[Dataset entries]
__________

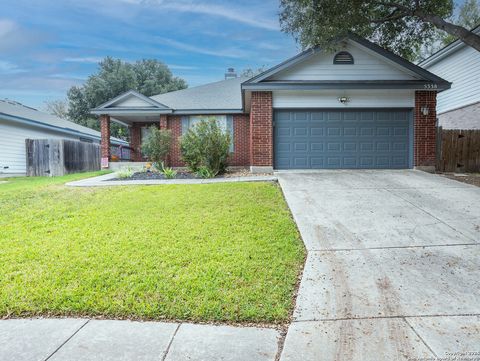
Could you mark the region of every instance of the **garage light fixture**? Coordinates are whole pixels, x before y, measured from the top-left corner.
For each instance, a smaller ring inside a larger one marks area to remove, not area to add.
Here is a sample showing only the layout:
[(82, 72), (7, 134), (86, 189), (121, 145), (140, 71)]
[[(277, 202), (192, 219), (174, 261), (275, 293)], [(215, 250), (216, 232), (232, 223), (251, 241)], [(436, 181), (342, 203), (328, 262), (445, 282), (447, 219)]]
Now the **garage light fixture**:
[(420, 111), (422, 112), (422, 114), (423, 114), (424, 116), (427, 116), (427, 115), (428, 115), (428, 112), (430, 111), (430, 109), (428, 108), (427, 105), (424, 105), (424, 106), (420, 107)]

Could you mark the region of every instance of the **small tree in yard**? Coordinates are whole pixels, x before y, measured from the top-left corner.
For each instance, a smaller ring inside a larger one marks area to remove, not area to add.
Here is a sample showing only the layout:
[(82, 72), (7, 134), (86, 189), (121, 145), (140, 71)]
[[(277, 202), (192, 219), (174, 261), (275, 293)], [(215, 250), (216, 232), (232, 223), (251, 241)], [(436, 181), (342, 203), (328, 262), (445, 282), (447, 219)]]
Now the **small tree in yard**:
[(180, 141), (182, 159), (188, 168), (212, 177), (225, 171), (229, 148), (230, 134), (215, 119), (195, 124)]
[(152, 161), (158, 164), (167, 159), (170, 146), (172, 145), (172, 132), (167, 129), (150, 127), (150, 132), (142, 142), (142, 152)]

__________

*Instructions for the task*
Output the lines of the records as a Markdown table with the columns Row and Line, numbering each row and skipping blank lines. Omit the pictures.

*Solution for this problem*
| Row | Line |
|---|---|
| 1 | Could you mark the region of every instance of the **garage light fixture**? Coordinates are whole pixels, x before y, measured from the top-left corner. |
| 2 | For each instance, a smaller ring inside a larger one marks area to remove, not area to add. |
| 3 | Here is a sample showing only the layout: |
| 4 | [(82, 72), (7, 134), (86, 189), (121, 145), (140, 71)] |
| 5 | [[(277, 202), (192, 219), (174, 261), (275, 293)], [(215, 250), (216, 232), (232, 223), (251, 241)], [(436, 181), (342, 203), (328, 262), (445, 282), (447, 219)]] |
| 6 | Now the **garage light fixture**: |
| 7 | [(420, 111), (422, 112), (422, 114), (423, 114), (424, 116), (427, 116), (427, 115), (428, 115), (428, 112), (430, 111), (430, 109), (428, 108), (427, 105), (424, 105), (424, 106), (420, 107)] |
| 8 | Could you mark the region of every instance of the **small tree in yard**? Coordinates are whole pixels, x before y, measured from the top-left corner. |
| 9 | For each instance, a smaller ring inside a larger one marks area to remove, not area to add. |
| 10 | Here is a sample showing only the layout: |
| 11 | [(82, 72), (7, 134), (86, 189), (121, 145), (140, 71)] |
| 12 | [[(277, 202), (192, 219), (174, 261), (275, 293)], [(215, 250), (216, 232), (232, 223), (251, 241)], [(436, 181), (342, 203), (328, 262), (445, 282), (447, 219)]] |
| 13 | Now the **small tree in yard**: |
| 14 | [(180, 141), (182, 159), (188, 168), (212, 177), (225, 171), (229, 148), (230, 134), (215, 119), (195, 124)] |
| 15 | [(152, 161), (158, 164), (167, 159), (170, 146), (172, 145), (172, 132), (167, 129), (150, 127), (150, 132), (142, 142), (142, 152)] |